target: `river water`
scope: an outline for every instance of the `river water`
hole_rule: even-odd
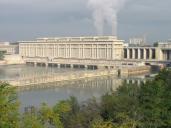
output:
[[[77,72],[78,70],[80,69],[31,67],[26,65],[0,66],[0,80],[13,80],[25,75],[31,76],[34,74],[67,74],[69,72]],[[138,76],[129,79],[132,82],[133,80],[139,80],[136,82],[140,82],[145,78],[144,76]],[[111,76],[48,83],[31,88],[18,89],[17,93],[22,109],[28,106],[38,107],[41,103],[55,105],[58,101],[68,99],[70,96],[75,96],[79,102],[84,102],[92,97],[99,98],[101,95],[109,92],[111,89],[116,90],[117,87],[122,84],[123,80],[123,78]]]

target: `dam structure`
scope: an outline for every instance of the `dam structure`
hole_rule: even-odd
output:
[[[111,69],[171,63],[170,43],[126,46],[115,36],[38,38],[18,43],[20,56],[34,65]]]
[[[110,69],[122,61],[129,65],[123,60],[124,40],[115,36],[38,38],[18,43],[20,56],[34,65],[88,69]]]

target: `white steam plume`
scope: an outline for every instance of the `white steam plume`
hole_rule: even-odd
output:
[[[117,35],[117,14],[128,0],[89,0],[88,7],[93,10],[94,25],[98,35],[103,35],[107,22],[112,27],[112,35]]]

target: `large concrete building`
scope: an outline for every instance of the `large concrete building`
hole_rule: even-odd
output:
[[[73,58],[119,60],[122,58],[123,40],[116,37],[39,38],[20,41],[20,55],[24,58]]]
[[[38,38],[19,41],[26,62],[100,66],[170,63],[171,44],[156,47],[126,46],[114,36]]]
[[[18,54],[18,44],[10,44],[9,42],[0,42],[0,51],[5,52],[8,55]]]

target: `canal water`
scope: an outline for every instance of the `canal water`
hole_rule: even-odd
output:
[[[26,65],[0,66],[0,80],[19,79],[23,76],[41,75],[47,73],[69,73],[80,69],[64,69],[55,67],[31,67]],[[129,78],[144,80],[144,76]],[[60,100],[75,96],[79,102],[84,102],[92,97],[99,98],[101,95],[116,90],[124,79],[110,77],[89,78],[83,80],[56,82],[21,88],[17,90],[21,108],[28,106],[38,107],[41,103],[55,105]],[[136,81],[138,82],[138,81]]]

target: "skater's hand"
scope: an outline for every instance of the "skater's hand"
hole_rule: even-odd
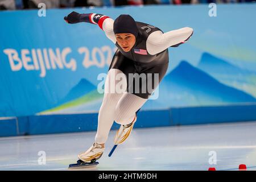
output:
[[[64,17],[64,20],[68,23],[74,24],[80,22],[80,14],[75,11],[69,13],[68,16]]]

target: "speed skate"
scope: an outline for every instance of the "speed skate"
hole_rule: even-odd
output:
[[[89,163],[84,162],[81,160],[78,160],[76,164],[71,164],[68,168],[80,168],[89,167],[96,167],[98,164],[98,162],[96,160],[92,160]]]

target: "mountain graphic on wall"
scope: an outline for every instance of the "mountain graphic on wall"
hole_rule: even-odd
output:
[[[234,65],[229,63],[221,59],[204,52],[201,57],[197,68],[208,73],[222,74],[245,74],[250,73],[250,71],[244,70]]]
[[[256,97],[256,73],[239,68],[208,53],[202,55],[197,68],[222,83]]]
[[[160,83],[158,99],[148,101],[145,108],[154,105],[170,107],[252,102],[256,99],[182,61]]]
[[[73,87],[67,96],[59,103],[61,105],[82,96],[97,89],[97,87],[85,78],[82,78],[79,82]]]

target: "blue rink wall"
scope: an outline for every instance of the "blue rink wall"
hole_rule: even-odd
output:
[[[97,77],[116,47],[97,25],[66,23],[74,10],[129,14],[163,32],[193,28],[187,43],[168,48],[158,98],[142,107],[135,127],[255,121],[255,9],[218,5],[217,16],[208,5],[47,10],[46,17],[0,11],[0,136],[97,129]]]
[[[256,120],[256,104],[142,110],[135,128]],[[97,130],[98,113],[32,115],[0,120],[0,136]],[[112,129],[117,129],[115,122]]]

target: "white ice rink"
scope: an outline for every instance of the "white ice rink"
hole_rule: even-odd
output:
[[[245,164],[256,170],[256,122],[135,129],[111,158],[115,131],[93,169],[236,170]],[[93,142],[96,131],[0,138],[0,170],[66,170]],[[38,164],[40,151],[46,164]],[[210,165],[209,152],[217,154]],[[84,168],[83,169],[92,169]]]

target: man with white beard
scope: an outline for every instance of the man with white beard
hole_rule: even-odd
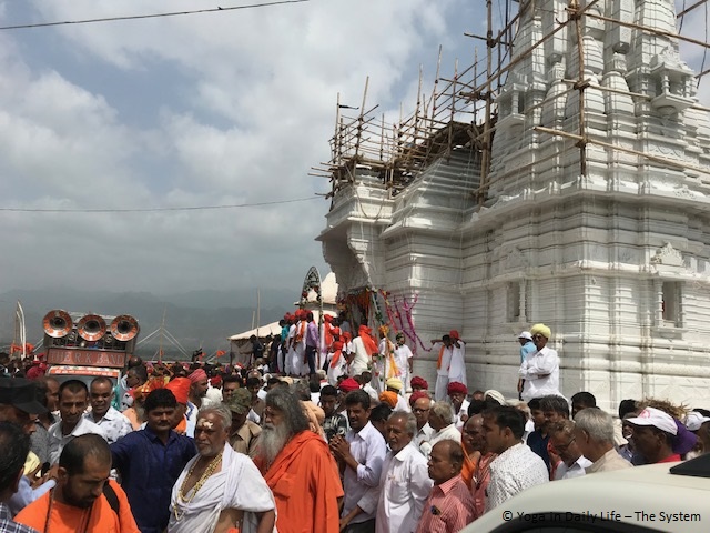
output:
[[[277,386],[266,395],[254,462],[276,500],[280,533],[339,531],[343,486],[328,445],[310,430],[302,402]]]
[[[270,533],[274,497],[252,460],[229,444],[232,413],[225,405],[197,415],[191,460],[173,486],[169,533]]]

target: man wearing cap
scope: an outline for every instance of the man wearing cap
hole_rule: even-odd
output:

════

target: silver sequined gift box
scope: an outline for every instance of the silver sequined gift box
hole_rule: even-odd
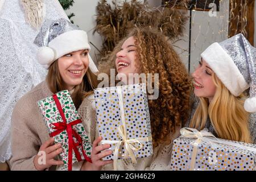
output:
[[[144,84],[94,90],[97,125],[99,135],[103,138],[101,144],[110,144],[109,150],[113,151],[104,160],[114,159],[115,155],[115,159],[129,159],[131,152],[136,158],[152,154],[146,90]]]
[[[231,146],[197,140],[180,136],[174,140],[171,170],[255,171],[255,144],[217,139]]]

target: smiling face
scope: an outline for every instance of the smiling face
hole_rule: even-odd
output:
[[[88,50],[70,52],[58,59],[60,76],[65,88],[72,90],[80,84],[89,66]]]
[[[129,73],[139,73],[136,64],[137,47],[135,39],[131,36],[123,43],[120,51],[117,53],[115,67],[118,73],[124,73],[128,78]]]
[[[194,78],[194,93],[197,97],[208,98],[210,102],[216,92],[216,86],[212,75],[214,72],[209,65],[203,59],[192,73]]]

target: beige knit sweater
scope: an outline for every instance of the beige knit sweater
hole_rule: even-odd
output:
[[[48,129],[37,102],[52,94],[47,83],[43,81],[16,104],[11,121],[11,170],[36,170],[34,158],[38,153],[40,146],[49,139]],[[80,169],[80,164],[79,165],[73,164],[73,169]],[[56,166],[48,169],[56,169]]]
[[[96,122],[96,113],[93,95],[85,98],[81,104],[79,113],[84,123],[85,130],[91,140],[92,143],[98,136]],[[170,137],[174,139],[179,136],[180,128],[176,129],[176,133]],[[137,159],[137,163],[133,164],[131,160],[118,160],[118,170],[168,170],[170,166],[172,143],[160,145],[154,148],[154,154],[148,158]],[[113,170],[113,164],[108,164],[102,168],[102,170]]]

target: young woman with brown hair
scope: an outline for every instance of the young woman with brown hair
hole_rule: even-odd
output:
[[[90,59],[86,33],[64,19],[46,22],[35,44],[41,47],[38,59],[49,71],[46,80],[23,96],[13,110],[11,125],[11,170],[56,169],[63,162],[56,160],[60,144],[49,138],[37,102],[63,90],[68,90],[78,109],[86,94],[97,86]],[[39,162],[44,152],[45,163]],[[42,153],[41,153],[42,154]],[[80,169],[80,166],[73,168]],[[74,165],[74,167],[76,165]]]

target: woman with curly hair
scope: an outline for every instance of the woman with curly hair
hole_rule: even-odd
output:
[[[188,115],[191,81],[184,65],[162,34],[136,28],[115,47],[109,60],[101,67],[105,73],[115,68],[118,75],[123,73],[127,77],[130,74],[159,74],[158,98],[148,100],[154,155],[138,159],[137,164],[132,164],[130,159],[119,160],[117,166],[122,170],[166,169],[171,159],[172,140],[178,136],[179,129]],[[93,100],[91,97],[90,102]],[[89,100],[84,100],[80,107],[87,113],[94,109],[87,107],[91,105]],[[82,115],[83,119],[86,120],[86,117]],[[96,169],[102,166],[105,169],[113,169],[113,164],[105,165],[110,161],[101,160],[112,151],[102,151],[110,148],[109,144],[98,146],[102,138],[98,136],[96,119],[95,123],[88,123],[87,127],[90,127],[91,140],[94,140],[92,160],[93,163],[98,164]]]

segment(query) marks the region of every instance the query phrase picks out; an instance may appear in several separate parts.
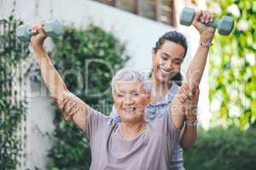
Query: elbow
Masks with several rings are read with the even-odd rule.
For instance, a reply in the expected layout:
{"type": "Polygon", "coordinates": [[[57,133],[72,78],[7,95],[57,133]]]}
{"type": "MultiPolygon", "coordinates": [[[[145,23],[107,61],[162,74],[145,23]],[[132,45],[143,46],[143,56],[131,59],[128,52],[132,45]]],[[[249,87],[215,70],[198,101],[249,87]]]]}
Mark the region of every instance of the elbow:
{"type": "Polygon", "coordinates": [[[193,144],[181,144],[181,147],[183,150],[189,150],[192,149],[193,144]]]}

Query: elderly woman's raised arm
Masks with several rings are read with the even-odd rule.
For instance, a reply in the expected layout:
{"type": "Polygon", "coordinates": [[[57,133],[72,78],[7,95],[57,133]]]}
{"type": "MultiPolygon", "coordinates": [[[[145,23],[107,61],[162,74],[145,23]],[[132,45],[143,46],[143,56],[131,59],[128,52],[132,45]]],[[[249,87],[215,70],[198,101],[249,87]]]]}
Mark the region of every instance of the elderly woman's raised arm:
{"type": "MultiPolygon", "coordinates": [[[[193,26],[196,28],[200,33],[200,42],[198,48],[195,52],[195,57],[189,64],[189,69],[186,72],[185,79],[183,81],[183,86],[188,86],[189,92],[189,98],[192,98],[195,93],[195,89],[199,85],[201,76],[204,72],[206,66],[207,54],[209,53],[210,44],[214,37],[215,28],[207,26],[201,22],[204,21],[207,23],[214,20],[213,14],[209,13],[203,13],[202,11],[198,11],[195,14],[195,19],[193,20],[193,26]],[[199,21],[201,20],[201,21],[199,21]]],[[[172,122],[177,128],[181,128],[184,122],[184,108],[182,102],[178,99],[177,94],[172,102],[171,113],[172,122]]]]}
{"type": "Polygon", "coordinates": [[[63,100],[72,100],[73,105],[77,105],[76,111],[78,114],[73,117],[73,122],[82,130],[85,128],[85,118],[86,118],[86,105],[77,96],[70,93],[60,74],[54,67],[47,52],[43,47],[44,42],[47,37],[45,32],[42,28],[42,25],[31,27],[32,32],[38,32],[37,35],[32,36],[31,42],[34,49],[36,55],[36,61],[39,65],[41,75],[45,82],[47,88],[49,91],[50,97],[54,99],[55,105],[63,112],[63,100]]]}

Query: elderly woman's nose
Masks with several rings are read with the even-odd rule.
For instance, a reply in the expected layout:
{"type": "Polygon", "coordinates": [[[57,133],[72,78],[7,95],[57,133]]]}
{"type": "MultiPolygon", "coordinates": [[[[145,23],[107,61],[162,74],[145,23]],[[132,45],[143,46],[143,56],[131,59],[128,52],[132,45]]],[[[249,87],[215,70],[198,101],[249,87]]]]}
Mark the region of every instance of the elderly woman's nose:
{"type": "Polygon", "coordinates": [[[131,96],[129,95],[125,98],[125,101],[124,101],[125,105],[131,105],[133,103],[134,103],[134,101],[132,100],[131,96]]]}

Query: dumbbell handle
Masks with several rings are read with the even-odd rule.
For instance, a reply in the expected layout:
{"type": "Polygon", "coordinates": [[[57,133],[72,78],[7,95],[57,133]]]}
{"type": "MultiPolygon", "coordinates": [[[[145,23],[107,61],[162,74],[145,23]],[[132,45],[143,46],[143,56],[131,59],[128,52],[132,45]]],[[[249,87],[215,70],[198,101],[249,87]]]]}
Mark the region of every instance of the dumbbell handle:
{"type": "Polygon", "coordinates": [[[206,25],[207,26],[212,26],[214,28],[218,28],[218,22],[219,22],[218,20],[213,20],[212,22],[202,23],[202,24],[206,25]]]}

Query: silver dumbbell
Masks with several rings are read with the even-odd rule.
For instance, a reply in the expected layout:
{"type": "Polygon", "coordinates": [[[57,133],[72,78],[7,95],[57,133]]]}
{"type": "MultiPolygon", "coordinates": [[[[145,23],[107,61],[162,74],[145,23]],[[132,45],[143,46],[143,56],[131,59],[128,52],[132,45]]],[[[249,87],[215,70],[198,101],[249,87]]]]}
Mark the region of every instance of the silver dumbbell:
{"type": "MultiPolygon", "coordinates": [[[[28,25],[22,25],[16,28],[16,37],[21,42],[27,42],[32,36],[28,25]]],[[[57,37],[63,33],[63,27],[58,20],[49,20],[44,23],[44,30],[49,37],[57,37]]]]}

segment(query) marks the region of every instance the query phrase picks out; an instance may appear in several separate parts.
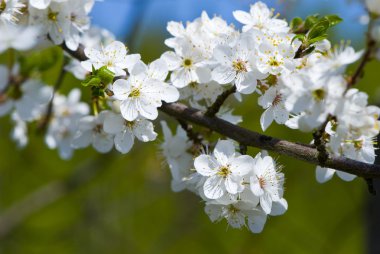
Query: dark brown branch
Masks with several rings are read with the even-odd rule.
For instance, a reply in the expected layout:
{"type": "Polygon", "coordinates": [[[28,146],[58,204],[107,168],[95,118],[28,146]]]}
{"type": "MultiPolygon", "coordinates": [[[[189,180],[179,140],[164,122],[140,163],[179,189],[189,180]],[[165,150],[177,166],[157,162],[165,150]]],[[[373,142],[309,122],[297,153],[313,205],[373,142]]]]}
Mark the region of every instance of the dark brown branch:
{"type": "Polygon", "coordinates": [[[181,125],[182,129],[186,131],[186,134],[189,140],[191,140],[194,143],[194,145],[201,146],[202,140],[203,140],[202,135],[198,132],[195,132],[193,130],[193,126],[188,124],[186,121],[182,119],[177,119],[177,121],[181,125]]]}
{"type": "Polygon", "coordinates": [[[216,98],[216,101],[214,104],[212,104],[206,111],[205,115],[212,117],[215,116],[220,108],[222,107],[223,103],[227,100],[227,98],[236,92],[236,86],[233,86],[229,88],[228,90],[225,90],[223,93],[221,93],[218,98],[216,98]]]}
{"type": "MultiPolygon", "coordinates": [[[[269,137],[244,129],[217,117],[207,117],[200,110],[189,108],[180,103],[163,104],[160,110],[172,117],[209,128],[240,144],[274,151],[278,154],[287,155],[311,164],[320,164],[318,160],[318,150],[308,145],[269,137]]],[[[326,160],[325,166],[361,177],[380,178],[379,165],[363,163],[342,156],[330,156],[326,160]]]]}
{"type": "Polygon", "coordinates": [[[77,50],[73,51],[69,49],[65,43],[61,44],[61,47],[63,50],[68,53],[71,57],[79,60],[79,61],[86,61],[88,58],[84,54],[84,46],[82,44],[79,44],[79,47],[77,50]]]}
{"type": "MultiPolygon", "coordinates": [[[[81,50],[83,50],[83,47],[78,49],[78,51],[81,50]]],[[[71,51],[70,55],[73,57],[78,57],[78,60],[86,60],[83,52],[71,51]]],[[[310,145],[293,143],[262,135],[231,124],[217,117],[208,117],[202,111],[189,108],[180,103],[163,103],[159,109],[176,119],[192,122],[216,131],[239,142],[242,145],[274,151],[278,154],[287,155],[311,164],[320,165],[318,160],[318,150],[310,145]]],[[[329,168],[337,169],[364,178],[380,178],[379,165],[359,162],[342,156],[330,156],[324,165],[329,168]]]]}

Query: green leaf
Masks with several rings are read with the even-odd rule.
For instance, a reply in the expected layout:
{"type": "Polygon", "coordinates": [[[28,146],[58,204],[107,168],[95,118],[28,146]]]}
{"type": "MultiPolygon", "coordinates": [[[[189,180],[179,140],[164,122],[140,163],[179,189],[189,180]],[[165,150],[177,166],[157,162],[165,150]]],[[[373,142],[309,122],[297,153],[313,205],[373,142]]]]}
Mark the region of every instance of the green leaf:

════

Given request =>
Copy out only the lines of the items that open with the line containing "Query: silver dumbbell" and close with the line containing "Mark the region of every instance of the silver", replacing "silver dumbbell" with "steel dumbbell" and leaving everything else unchanged.

Answer for the task =>
Query: steel dumbbell
Masks with several rings are read with the even-odd rule.
For instance, a reply in the expected layout:
{"type": "Polygon", "coordinates": [[[57,133],[72,78],[7,95],[57,133]]]}
{"type": "MultiPolygon", "coordinates": [[[[145,23],[107,61],[162,74],[145,23]],[[132,45],[143,46],[143,56],[131,59],[128,52],[132,45]]],[[[249,87],[215,70],[198,101],[249,87]]]]}
Mark the region of every instance of the steel dumbbell:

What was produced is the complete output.